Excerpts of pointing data
## START

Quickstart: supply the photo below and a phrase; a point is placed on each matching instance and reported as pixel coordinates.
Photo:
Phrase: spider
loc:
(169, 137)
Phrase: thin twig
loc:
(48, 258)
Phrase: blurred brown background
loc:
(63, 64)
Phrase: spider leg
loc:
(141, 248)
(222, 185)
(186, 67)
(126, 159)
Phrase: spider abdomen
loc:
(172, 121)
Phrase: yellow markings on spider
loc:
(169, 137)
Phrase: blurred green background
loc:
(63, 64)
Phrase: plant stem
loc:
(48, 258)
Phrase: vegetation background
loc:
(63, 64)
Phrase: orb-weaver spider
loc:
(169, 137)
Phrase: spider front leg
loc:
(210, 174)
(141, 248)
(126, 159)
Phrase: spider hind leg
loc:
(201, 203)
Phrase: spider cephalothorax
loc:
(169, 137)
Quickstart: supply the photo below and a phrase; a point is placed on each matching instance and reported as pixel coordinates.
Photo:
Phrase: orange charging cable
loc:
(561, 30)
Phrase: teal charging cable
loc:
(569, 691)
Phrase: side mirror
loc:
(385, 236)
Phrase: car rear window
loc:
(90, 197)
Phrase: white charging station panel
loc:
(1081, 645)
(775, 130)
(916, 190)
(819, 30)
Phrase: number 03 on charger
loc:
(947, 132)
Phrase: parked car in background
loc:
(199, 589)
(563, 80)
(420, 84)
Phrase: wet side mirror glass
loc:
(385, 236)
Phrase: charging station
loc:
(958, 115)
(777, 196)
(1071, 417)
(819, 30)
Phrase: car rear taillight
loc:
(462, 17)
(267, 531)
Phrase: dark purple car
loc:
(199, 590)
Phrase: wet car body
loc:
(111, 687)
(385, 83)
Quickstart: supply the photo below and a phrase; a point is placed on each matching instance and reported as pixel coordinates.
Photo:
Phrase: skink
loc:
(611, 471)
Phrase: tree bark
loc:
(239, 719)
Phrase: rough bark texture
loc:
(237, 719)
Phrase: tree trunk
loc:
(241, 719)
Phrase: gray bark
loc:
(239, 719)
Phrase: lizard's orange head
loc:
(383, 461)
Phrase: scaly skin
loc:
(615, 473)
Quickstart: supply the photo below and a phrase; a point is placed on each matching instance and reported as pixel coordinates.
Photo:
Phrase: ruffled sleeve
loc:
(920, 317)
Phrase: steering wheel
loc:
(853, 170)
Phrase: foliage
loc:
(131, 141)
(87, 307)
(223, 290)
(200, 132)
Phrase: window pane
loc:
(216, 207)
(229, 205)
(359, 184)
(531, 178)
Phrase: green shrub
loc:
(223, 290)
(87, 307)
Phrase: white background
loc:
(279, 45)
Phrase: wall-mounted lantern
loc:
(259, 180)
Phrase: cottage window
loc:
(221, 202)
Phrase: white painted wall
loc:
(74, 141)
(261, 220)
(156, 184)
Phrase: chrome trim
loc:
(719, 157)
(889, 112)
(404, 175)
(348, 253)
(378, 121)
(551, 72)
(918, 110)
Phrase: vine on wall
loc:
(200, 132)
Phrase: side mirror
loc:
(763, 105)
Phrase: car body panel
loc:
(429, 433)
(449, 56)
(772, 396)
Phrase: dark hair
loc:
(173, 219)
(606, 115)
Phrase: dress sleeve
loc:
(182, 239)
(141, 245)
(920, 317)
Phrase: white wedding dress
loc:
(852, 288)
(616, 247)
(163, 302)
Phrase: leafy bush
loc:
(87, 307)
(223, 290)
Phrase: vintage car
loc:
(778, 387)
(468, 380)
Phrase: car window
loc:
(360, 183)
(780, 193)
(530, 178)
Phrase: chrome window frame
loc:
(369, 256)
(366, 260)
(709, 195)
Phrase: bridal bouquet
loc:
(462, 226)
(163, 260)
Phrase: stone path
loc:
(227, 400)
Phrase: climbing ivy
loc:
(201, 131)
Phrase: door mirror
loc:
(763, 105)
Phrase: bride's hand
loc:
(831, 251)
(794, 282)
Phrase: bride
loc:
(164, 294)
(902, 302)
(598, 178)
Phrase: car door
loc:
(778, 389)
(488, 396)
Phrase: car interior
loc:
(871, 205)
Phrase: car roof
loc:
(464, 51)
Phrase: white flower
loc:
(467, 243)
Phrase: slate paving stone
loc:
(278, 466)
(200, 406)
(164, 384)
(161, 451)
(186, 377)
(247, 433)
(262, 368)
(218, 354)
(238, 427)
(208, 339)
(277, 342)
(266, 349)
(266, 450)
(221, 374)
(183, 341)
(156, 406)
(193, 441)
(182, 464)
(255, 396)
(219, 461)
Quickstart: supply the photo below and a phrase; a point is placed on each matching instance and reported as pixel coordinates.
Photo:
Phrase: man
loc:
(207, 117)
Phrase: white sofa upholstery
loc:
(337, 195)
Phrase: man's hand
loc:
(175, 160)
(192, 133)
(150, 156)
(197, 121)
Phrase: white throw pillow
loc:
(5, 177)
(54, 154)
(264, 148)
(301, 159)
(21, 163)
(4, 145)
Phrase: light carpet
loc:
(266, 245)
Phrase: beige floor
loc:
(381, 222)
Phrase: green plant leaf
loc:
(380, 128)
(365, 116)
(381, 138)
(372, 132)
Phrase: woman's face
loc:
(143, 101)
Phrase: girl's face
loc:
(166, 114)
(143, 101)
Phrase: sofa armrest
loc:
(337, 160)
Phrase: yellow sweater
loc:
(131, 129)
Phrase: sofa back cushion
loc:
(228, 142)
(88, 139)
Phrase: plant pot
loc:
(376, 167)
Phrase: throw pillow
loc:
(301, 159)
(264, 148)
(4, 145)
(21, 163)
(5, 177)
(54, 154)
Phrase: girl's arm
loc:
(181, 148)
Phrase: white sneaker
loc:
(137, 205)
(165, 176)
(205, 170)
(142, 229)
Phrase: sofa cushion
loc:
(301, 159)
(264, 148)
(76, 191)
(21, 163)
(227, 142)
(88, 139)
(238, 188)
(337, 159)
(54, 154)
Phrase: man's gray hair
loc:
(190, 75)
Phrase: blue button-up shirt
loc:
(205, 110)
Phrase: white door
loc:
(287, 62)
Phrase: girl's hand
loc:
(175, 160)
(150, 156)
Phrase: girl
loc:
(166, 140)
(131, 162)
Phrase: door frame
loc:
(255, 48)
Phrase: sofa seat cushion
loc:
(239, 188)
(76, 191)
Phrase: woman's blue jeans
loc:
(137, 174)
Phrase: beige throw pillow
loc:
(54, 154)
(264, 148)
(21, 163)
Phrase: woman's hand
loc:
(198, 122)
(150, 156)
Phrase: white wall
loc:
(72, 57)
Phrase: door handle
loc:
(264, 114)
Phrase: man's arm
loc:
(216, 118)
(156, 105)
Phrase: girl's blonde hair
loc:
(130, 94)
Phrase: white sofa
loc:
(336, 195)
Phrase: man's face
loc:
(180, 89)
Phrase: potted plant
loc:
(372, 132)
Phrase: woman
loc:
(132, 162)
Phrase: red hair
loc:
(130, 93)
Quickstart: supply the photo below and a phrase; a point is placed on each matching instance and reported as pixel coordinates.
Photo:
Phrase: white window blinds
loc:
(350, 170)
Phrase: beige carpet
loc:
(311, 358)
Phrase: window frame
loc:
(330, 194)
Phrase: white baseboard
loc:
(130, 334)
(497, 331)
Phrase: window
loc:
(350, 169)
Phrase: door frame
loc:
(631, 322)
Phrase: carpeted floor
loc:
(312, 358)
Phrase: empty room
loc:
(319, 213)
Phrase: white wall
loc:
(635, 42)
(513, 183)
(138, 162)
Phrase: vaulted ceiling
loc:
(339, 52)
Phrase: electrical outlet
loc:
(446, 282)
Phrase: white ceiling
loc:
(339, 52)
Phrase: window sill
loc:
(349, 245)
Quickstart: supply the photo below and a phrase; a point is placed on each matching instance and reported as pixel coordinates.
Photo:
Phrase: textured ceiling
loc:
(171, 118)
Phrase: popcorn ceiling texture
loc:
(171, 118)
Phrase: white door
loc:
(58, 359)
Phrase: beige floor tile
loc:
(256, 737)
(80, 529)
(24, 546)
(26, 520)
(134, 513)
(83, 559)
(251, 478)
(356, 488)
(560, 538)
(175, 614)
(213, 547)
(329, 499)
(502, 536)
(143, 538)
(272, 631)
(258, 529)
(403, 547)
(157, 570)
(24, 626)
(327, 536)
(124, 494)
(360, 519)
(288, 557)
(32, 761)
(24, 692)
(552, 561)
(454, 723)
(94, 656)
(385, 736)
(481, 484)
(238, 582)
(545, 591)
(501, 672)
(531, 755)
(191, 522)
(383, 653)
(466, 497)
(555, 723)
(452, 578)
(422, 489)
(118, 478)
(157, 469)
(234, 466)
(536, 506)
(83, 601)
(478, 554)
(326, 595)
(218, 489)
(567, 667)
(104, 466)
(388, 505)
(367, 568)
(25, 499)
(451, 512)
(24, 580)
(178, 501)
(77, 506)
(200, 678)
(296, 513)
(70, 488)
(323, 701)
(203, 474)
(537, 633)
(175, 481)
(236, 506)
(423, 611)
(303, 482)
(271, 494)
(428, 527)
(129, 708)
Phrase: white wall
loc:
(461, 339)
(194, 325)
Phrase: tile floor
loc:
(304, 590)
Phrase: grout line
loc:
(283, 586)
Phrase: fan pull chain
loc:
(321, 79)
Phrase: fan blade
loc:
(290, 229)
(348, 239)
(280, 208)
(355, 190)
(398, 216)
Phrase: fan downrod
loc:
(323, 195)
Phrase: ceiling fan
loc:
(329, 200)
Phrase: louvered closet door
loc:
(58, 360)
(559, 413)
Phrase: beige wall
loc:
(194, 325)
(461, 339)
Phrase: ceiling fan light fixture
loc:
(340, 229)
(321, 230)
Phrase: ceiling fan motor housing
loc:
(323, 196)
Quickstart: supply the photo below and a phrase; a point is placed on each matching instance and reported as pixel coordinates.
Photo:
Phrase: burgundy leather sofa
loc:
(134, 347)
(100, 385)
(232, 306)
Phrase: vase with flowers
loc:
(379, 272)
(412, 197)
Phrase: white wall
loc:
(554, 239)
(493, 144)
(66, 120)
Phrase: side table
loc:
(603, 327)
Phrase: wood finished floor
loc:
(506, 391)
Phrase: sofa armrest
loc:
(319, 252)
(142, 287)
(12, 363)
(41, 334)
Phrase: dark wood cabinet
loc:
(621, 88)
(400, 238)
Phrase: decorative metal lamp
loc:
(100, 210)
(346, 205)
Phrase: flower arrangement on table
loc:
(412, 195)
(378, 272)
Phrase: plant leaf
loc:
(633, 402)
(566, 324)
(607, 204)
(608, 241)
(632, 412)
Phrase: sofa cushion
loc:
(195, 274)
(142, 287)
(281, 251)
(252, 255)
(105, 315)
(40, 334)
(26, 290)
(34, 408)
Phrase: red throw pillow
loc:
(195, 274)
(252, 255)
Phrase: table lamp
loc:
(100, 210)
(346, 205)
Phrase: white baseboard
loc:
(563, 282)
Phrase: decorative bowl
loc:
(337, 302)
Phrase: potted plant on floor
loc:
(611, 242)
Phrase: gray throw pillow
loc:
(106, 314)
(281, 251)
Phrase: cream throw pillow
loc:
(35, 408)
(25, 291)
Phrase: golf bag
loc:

## END

**JOB**
All lines from the one containing "Phrase: tile floor" through the end of the records, both ends included, are to be quoted exactly; please add nothing else.

**RESPONSE TO THE EXERCISE**
Phrase: tile floor
loc:
(304, 590)
Phrase: grout line
loc:
(283, 586)
Phrase: fan pull chain
loc:
(321, 79)
Phrase: fan blade
loc:
(290, 229)
(348, 239)
(280, 208)
(355, 190)
(398, 216)
Phrase: fan downrod
loc:
(323, 195)
Phrase: ceiling fan
loc:
(329, 200)
Phrase: louvered closet door
loc:
(58, 360)
(559, 413)
Phrase: beige wall
loc:
(194, 325)
(461, 339)
Phrase: ceiling fan light fixture
loc:
(340, 229)
(321, 230)
Phrase: ceiling fan motor housing
loc:
(323, 196)
Quickstart: supply the photo below and a phrase; a point is placed on each matching instance and reported as pixel coordinates.
Photo:
Phrase: burgundy leather sofa
loc:
(134, 347)
(100, 385)
(232, 306)
Phrase: vase with flowers
loc:
(379, 272)
(412, 197)
Phrase: white wall
loc:
(554, 239)
(493, 144)
(66, 120)
Phrase: side table
loc:
(603, 327)
Phrase: wood finished floor
loc:
(506, 391)
Phrase: sofa armrest
loc:
(319, 252)
(142, 287)
(12, 363)
(41, 334)
Phrase: dark wood cabinet
loc:
(621, 88)
(400, 238)
Phrase: decorative metal lamp
loc:
(100, 210)
(346, 205)
Phrase: flower arrangement on table
loc:
(412, 195)
(378, 272)
Phrase: plant leaf
loc:
(633, 402)
(566, 324)
(607, 204)
(608, 241)
(632, 412)
Phrase: sofa cushion
loc:
(195, 274)
(142, 287)
(281, 251)
(252, 255)
(105, 315)
(40, 334)
(26, 290)
(34, 408)
Phrase: red throw pillow
loc:
(195, 274)
(252, 255)
Phrase: table lamp
loc:
(100, 210)
(346, 205)
Phrase: white baseboard
loc:
(563, 282)
Phrase: decorative bowl
loc:
(337, 302)
Phrase: potted plant on floor
loc:
(611, 242)
Phrase: gray throw pillow
loc:
(106, 314)
(281, 251)
Phrase: cream throw pillow
loc:
(35, 408)
(25, 291)
Phrase: golf bag
loc:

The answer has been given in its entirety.